What is required »
Retype the material in full, keeping every word the same.

Dataset entries »
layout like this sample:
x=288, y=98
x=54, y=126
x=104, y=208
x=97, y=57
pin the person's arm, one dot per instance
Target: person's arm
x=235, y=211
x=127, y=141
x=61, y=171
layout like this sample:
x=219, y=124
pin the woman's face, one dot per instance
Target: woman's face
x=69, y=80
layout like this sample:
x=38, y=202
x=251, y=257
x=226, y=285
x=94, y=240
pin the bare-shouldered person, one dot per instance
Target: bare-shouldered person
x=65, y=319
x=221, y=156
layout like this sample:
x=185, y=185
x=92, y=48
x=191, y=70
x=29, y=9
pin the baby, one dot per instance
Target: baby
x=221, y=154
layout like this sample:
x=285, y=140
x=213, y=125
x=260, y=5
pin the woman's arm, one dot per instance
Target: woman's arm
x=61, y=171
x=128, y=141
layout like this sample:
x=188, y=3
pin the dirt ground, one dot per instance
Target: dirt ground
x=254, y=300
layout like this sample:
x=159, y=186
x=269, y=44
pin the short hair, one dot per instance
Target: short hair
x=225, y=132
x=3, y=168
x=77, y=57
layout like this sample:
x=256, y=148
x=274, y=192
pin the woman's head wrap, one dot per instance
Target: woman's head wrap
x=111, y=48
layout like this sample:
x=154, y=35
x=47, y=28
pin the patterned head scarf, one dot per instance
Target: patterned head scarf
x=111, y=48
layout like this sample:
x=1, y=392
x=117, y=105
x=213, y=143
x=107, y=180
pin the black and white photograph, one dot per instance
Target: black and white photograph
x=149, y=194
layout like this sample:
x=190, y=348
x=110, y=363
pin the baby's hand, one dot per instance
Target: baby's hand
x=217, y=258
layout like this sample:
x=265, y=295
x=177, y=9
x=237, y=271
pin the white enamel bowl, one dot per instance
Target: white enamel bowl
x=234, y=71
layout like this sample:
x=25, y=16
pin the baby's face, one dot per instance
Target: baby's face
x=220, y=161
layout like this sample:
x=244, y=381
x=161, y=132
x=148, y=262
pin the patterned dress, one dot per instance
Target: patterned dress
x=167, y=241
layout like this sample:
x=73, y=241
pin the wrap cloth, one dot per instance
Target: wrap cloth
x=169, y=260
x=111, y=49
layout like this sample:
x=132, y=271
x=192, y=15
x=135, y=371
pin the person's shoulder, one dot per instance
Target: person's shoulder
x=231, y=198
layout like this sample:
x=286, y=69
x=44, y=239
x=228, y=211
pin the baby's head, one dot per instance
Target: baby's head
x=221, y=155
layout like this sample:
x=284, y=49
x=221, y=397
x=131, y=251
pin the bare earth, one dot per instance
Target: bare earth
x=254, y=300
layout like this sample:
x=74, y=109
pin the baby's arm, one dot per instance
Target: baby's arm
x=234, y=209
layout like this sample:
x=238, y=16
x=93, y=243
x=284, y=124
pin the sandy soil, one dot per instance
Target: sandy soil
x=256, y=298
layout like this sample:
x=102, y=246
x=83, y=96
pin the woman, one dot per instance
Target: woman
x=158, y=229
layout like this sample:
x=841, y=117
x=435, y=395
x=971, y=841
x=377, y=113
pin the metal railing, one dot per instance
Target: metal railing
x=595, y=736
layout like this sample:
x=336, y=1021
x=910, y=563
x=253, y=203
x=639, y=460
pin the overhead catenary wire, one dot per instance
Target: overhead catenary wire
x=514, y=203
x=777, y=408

Exercise output »
layout like this sample:
x=288, y=98
x=54, y=126
x=104, y=208
x=97, y=57
pin the person's arm, one dot per instance
Target: person's arm
x=235, y=211
x=127, y=141
x=61, y=171
layout like this sample:
x=219, y=124
pin the woman's face, one dot per instance
Target: woman's face
x=69, y=80
layout like this sample:
x=38, y=202
x=251, y=257
x=226, y=285
x=94, y=240
pin the bare-shouldered person, one dot per instance
Target: bare-shouldered person
x=65, y=319
x=221, y=156
layout like this sample:
x=185, y=185
x=92, y=48
x=191, y=70
x=29, y=9
pin the baby, one dot per instance
Target: baby
x=221, y=154
layout like this sample:
x=285, y=140
x=213, y=125
x=260, y=5
pin the woman's arm, one dot per instance
Target: woman's arm
x=61, y=171
x=128, y=141
layout like this sample:
x=188, y=3
pin the dirt ground, one dot per instance
Target: dirt ground
x=254, y=300
layout like this sample:
x=159, y=186
x=269, y=44
pin the short hair, one dot per instance
Target: short hair
x=225, y=132
x=3, y=168
x=77, y=57
layout like this sample:
x=256, y=148
x=274, y=192
pin the woman's head wrap, one dot per instance
Target: woman's head wrap
x=111, y=48
layout like this sample:
x=154, y=35
x=47, y=28
pin the patterned head scarf, one dot per instance
Target: patterned head scarf
x=111, y=48
layout like this sample:
x=1, y=392
x=117, y=105
x=213, y=143
x=107, y=180
pin the black and white photograph, one dot per instance
Target: black and white photograph
x=149, y=194
layout like this sample:
x=190, y=348
x=110, y=363
pin the baby's hand, one dot per instance
Target: baby's hand
x=217, y=258
layout like this sample:
x=265, y=295
x=177, y=9
x=237, y=271
pin the white enamel bowl, one dot per instance
Target: white enamel bowl
x=234, y=71
layout like this sample:
x=25, y=16
pin the baby's face, one dot per instance
Target: baby's face
x=220, y=161
layout like this sample:
x=244, y=381
x=161, y=132
x=148, y=262
pin the patterned dress, one dot per instance
Target: patterned dress
x=167, y=241
layout like this sample:
x=73, y=241
pin the wrap cloth, one dot per instance
Target: wrap cloth
x=169, y=260
x=111, y=49
layout like this sample:
x=132, y=271
x=192, y=15
x=135, y=371
pin the person's shoulder, one dot per instance
Target: person's shoulder
x=231, y=198
layout like this sample:
x=286, y=69
x=44, y=239
x=228, y=211
pin the baby's head, one dot per instance
Target: baby's head
x=221, y=155
layout like this sample:
x=284, y=49
x=221, y=397
x=131, y=251
pin the bare earth, one dot per instance
Target: bare earth
x=254, y=300
layout like this sample:
x=74, y=109
pin the baby's arm, one dot per instance
Target: baby's arm
x=234, y=209
layout like this sample:
x=238, y=16
x=93, y=243
x=284, y=124
pin the sandy soil, one dot per instance
Target: sandy soil
x=256, y=298
layout like this sample:
x=102, y=246
x=83, y=96
pin the woman, one dot per instance
Target: woman
x=158, y=229
layout like this sample:
x=841, y=117
x=435, y=395
x=971, y=841
x=377, y=113
pin the metal railing, one dot per instance
Target: metal railing
x=595, y=736
layout like this sample:
x=336, y=1021
x=910, y=563
x=253, y=203
x=639, y=460
pin the overhead catenary wire, one dot per instance
Target: overhead catenary wire
x=514, y=203
x=777, y=408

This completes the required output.